◆ Исходный текст
══════

По прибытии в Лондон он воспользовался первой возможностью, чтобы навестить семью Скоттов, в которой провел такие счастливые дни юности, но был разочарован, узнав, что семья переехала и никто не знает куда.

В своем дневнике Тагор снова хвалит европейское общество, где женщины получили подобающую свободу и помогают сделать нацию сильнее в противовес индийскому обществу, где единственное назначение женщины — ухаживать за мужчиной, баловать его и разнеживать, чтобы он утратил мужество. Казалось бы, Рабиндранат доволен пребыванием в Лондоне, но муза его покинула. Такое случалось с ним не раз. Человек всемирных симпатий, он был так глубоко укоренен в родной почве, что за пределами Индии источник его поэзии и песен пересыхал или сочился по каплям. Тагор мог писать философские эссе и произносить блистательные речи, но музыка, питавшая его душу, замолкала на чужбине. Внезапно 5 октября Тагор записывает в дневнике: "Я устал от здешней жизни, устал даже от прекрасных лиц. Поэтому я решил вернуться".

Накануне отъезда из Лондона он написал своей племяннице Индире (которая, по-видимому, заменила его покойную невестку как главная поверенная его сердечных дум) весьма знаменательное письмо; что побудило его к этой вспышке откровенности, остается неизвестым.

"Разве человек — это железная машина, — писал Тагор, — чтобы действовать в строгом соответствии с правилами? Разум человека так велик и изменчив, так разнообразны его нужды и так многочисленны его требования, что он должен изредка шататься, спотыкаться и метаться из стороны в сторону. Именно это и делает человека человечным, доказывает, что он живет, что он не просто комок материи. Человек, который не знал этой слабости, никогда не колебался на краю, человек, ум которого узок и прямолинеен, вряд ли может быть назван живым. То, что мы называем инстинктом, к чему мы в отчаянии прибегаем в повседневной нашей жизни, выводит нас из джунглей добродетелей и пороков, наших бед и радостей к осознанию неограниченных возможностей нашей судьбы. Тот, кто не знал коловращения жизни, в чьей душе не распускались лепестки таинственного цветка, — подобный человек может показаться счастливым, может показаться святым, его узколобый разум может подчинить себе ум других своей целенаправленной энергией, но такой человек плохо подготовлен для главного события в жизни — для встречи с бесконечностью".

══════

◆ Блок данных
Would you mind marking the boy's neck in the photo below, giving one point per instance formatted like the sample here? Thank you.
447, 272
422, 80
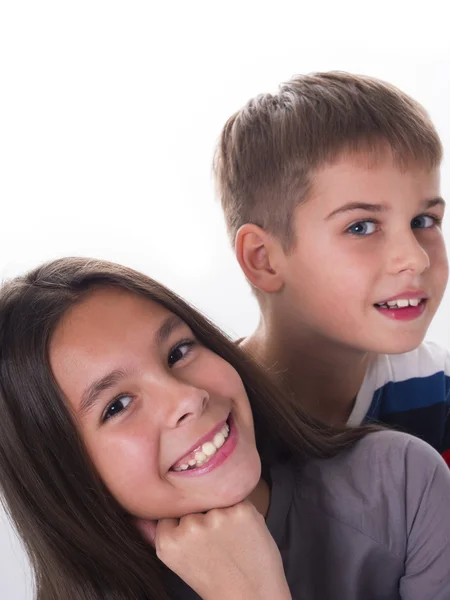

══════

◆ Обязательное задание A
Определите, согласуются ли с текстом о Тагоре утверждения (i) семья Скоттов по-прежнему жила там же, где прежде; (ii) на чужбине Тагор мог писать философские эссе; (iii) письмо накануне отъезда из Лондона было адресовано племяннице Индире. Для каждого ответьте «да» или «нет» и дословно приведите решающие слова текста.
◆ Обязательное задание B
Продолжите текст о Тагоре после его последнего предложения.
Строки здесь никакой роли не играют.

◆ Результат выполнения A
(i) Нет: «семья переехала и никто не знает куда».
(ii) Да: «Тагор мог писать философские эссе и произносить блистательные речи».
(iii) Да: «он написал своей племяннице Индире».

◆ Результат выполнения B
Вскоре после возвращения Тагора в Индию, 3 ноября 1890 года, вышла книга стихов "Маноши". Широкий размах мысли, лирическая красота и сила убедили самых недоброжелательных критиков, что перед ними — подлинный поэт. Как пишет его английский биограф Эдвард Томпсон (единственный из английских критиков, который мог прочесть творения Рабиндраната на родном бенгальском языке), "главный мотив книги — это спокойная уверенность. Она знаменует достижение зрелости". С другой стороны, интересно вспомнить, что один из самых вдумчивых критиков,[36]один из самых острых умов той эпохи увидел в этих стихах "настроение отчаяния и смирения" и написал об этом автору. "Иногда я нахожу, — отвечал ему Тагор, — что моя душа — это поле боя, где две противоположные силы сражаются постоянно; одна зовет меня к миру и прекращению всех страданий, другая понуждает меня к борьбе. Как будто энергия и воля Запада непрерывно штурмуют крепость моей индийской безмятежности.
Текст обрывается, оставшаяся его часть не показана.